Reproduce the listing below verbatim, keeping every line unchanged.

## start Records for this task

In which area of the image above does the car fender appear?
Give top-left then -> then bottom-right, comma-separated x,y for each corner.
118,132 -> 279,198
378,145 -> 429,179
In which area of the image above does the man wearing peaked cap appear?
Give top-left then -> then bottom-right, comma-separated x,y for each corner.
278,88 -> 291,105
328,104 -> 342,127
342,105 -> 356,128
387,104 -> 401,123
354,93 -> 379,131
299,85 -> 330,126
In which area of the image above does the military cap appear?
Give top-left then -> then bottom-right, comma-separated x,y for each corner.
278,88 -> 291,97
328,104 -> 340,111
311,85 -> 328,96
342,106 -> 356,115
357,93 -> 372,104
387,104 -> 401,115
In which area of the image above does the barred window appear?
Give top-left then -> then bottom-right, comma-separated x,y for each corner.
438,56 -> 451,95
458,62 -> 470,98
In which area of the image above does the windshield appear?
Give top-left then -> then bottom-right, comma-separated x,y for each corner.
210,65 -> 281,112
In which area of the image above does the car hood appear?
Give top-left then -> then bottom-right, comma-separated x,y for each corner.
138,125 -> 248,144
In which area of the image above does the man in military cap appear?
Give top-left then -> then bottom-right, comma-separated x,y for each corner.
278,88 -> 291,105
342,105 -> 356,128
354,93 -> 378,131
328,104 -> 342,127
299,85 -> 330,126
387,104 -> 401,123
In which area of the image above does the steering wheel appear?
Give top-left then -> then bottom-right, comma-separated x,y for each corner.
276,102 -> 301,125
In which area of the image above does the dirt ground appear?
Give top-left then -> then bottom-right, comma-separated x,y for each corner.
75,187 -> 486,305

## end Records for this task

■ **Result of the exercise**
In which area of the image above does the car fender appear?
Give top-left then -> then bottom-right, comma-separated x,y for each corner.
118,132 -> 279,198
378,145 -> 429,179
In which area of the image above does the man wearing peaked cap appear?
Give top-left then -> then bottom-right, comma-separated x,y for each corner.
278,88 -> 291,105
328,104 -> 342,127
342,105 -> 356,128
387,104 -> 401,123
354,93 -> 379,131
299,85 -> 330,126
In which area of the image above does the military cap appear?
Give top-left then -> then bottom-right, comma-separated x,y for each corner.
278,88 -> 291,97
328,104 -> 340,111
311,85 -> 328,96
342,106 -> 356,115
357,93 -> 372,104
387,104 -> 401,115
In which area of the image above does the barred window appear?
Give top-left then -> then bottom-right, comma-separated x,y for each corner.
438,56 -> 451,95
458,62 -> 470,98
In which area of the image above does the windshield appear?
Give top-left then -> then bottom-right, comma-separated x,y for each corner.
210,65 -> 281,112
In which area of the image above does the car hood appear?
Give top-left then -> then bottom-right, comma-separated x,y for each corner.
138,125 -> 248,144
In which area of the image above does the man in military cap appear?
Give top-left then -> then bottom-right, comma-separated x,y for each corner.
278,88 -> 291,105
342,105 -> 356,128
354,93 -> 378,131
328,104 -> 342,127
299,85 -> 330,126
387,104 -> 401,123
In which area of the image above does the steering wheel appear?
Give top-left then -> then bottom-right, comma-separated x,y for each corner.
276,102 -> 301,125
In which area of the image above does the dirt ground appear?
Give top-left then -> then bottom-right, comma-separated x,y for each corner.
75,187 -> 486,305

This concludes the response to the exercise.